Description of the task ->
All lines in the records that carry the string "ornate" are to be shown.

The data ->
--

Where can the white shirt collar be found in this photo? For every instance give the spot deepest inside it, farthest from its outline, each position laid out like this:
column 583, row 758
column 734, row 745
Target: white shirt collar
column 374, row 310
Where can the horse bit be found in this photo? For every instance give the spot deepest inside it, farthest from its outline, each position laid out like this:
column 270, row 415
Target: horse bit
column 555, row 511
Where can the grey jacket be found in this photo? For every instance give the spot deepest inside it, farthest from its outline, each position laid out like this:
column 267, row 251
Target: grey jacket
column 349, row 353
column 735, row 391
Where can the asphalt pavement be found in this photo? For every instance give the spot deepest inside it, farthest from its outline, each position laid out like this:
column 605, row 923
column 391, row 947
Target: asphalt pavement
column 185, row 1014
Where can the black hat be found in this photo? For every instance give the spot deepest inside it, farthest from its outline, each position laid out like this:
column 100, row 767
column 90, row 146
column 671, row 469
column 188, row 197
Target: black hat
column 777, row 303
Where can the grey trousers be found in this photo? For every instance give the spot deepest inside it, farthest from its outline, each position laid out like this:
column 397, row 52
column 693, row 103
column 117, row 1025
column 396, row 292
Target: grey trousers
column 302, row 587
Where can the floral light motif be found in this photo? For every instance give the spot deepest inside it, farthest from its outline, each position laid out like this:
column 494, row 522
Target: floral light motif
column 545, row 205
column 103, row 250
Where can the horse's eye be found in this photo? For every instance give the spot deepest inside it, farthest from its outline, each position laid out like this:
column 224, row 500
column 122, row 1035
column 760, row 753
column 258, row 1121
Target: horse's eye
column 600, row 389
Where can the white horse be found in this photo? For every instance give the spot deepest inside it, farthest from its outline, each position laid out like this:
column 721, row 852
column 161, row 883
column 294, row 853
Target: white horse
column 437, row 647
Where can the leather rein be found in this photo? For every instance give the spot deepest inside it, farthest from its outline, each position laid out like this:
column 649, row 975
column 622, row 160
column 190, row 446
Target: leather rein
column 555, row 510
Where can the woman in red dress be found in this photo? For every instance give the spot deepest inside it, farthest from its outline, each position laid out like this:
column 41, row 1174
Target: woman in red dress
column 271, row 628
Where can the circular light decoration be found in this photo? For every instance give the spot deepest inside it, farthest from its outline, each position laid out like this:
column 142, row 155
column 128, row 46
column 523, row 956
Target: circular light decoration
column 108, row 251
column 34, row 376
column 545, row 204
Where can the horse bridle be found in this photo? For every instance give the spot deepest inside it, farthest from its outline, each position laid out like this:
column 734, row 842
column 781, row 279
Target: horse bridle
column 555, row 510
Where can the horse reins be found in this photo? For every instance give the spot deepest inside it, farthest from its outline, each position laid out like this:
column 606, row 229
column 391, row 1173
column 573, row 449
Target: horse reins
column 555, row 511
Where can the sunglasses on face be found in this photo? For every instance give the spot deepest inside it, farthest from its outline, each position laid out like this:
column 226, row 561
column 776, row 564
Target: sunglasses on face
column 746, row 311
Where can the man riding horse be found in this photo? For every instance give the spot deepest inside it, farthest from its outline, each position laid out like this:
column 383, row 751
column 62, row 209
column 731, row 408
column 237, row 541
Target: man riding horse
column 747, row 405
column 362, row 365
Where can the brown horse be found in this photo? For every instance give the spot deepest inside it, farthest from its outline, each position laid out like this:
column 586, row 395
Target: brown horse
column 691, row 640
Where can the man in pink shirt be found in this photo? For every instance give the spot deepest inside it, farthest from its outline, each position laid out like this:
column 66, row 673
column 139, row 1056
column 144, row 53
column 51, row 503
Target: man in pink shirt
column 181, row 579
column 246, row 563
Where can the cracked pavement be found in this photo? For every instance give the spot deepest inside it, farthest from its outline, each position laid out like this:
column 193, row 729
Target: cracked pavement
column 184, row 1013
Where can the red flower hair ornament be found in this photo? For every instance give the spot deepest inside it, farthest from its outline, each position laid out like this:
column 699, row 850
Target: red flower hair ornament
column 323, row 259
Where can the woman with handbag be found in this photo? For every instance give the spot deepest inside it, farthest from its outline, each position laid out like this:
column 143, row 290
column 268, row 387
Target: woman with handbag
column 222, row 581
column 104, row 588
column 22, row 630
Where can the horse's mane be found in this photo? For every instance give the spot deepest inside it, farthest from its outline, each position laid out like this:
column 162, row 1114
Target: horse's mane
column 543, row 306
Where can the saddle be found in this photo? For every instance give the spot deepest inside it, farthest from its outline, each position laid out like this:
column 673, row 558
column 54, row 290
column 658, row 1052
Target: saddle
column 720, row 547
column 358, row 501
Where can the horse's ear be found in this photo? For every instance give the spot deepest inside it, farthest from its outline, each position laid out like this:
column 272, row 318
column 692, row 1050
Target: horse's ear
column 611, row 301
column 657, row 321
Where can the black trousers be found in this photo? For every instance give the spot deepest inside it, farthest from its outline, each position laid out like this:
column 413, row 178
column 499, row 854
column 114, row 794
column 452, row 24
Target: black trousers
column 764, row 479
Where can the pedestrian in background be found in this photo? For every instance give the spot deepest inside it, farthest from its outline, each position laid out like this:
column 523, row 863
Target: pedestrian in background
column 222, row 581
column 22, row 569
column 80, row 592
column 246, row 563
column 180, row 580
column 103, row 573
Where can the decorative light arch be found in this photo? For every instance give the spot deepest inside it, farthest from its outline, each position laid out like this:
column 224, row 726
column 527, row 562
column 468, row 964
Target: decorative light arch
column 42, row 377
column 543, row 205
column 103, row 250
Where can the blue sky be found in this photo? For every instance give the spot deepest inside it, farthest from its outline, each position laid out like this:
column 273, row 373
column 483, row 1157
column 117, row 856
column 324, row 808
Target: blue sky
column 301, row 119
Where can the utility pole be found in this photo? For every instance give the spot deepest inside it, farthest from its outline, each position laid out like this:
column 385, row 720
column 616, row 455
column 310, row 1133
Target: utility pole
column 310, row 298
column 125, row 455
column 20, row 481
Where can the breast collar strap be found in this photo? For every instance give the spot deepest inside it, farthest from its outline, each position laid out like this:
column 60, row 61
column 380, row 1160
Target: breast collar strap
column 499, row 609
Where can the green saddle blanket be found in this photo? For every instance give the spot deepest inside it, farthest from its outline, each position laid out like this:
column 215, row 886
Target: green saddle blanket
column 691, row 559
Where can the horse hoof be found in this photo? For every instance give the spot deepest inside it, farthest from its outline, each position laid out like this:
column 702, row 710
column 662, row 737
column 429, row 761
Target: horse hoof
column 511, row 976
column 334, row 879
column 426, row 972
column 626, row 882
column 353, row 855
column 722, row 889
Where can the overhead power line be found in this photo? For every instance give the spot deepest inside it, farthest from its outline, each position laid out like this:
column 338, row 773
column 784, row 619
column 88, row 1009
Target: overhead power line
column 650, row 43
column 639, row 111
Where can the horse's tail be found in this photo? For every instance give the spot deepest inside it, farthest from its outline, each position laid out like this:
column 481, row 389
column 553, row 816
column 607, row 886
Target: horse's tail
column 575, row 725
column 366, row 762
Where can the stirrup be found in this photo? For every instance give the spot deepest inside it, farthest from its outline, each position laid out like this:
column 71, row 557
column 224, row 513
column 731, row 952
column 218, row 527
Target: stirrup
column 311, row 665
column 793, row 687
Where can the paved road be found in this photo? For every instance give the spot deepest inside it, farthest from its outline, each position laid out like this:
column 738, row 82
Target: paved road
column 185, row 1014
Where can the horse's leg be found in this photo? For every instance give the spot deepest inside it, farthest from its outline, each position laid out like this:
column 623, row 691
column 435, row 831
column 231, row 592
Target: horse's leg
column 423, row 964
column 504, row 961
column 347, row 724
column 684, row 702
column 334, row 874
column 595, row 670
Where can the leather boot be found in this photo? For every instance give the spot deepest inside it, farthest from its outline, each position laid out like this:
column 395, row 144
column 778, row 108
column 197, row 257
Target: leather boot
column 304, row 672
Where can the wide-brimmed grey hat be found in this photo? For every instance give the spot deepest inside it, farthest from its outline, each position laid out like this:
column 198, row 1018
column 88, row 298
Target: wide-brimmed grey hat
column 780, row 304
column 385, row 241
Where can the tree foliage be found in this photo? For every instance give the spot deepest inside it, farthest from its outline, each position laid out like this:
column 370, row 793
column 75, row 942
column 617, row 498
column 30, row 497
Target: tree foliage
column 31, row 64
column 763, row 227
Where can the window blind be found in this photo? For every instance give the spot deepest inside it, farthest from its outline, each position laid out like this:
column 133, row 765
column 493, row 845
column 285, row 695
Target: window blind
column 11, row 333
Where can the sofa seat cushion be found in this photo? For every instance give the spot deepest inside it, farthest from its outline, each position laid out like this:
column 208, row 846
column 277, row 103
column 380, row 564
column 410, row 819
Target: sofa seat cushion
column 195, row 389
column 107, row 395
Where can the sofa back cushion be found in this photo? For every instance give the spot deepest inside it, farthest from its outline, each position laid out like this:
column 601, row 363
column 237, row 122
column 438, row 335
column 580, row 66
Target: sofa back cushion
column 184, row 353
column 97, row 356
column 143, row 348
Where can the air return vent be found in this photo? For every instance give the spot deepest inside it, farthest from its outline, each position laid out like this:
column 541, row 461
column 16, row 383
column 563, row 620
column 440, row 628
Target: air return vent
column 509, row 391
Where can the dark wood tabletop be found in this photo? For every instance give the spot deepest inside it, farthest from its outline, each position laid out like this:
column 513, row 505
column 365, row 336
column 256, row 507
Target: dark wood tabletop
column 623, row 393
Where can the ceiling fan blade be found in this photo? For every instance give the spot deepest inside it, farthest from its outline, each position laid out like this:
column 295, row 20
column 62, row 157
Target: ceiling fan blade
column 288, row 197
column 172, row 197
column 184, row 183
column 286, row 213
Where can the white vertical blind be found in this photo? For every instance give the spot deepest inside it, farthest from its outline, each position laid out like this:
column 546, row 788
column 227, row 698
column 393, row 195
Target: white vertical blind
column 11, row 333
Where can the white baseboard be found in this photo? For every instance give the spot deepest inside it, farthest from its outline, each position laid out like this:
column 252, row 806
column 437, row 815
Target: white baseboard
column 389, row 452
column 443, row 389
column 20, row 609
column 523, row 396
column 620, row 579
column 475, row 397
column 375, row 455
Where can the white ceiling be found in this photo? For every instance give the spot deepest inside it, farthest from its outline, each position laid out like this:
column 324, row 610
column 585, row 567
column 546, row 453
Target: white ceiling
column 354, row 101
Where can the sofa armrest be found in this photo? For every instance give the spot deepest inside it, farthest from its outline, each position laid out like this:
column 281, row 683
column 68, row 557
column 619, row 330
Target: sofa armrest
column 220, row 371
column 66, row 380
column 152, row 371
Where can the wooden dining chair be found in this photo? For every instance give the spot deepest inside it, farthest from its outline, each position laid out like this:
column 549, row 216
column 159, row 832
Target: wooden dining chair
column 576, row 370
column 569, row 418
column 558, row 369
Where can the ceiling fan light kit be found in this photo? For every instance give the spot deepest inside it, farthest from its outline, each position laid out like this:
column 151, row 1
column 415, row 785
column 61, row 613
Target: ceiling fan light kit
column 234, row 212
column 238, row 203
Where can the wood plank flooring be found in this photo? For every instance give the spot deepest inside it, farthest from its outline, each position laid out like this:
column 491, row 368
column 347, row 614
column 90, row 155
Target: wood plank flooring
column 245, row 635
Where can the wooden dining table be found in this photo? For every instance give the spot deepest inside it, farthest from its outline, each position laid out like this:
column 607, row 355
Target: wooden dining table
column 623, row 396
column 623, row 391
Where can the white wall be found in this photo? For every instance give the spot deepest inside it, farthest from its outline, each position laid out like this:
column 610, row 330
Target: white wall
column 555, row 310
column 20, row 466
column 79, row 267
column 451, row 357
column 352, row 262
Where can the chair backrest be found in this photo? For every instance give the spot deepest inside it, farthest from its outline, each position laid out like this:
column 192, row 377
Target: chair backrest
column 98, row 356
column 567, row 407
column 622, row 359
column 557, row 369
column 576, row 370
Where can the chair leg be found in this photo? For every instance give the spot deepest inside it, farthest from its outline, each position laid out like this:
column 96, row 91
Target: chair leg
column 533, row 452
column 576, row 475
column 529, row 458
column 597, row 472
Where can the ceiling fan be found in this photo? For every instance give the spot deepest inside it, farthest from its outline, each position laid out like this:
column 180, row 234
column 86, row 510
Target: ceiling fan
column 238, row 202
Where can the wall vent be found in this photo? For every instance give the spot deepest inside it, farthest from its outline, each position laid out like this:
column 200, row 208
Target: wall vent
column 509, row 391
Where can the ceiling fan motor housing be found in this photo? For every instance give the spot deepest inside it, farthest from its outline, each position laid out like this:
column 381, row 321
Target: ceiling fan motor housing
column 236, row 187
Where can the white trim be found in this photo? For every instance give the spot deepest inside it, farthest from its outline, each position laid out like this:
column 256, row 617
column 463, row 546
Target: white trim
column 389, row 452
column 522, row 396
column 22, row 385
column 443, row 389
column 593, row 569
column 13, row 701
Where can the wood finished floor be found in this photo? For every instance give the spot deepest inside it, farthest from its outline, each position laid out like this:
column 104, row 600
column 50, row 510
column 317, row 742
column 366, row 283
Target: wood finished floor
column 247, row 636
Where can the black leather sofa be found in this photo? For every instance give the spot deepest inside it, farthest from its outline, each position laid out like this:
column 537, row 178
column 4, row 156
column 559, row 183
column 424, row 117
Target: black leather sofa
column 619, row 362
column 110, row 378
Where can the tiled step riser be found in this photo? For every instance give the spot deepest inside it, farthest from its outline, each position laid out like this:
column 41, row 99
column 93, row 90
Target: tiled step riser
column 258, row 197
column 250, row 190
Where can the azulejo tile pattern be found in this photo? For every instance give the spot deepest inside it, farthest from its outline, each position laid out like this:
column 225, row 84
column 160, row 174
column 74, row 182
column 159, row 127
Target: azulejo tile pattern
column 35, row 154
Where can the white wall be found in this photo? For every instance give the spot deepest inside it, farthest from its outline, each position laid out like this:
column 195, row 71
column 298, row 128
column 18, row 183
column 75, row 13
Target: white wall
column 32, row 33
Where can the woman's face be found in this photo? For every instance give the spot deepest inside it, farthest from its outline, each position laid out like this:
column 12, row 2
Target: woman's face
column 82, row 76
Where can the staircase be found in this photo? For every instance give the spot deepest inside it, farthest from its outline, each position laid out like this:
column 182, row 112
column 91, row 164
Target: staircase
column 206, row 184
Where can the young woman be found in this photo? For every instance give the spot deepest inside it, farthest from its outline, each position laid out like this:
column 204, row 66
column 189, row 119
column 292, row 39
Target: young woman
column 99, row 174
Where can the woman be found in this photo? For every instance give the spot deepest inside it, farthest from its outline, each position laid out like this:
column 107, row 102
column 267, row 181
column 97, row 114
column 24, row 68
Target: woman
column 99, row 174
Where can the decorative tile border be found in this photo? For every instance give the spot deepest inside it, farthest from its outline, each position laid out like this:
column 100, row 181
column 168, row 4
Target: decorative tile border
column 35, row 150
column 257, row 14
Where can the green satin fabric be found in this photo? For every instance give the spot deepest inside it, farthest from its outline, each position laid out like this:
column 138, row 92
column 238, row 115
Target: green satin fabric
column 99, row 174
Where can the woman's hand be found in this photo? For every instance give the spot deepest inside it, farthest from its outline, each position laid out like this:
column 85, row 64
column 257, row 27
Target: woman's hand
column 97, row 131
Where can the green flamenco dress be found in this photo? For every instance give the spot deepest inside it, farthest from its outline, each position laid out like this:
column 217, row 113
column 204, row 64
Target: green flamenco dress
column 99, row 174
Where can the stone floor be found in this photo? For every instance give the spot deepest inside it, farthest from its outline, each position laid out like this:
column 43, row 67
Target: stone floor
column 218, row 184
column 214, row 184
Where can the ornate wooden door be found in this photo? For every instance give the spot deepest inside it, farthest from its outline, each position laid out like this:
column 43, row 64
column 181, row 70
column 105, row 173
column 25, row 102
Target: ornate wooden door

--

Exercise solution ->
Where can the ornate wooden door be found in this photo? For every instance give the spot deepest inside it, farthest from its outline, each position laid out like this:
Target: ornate wooden door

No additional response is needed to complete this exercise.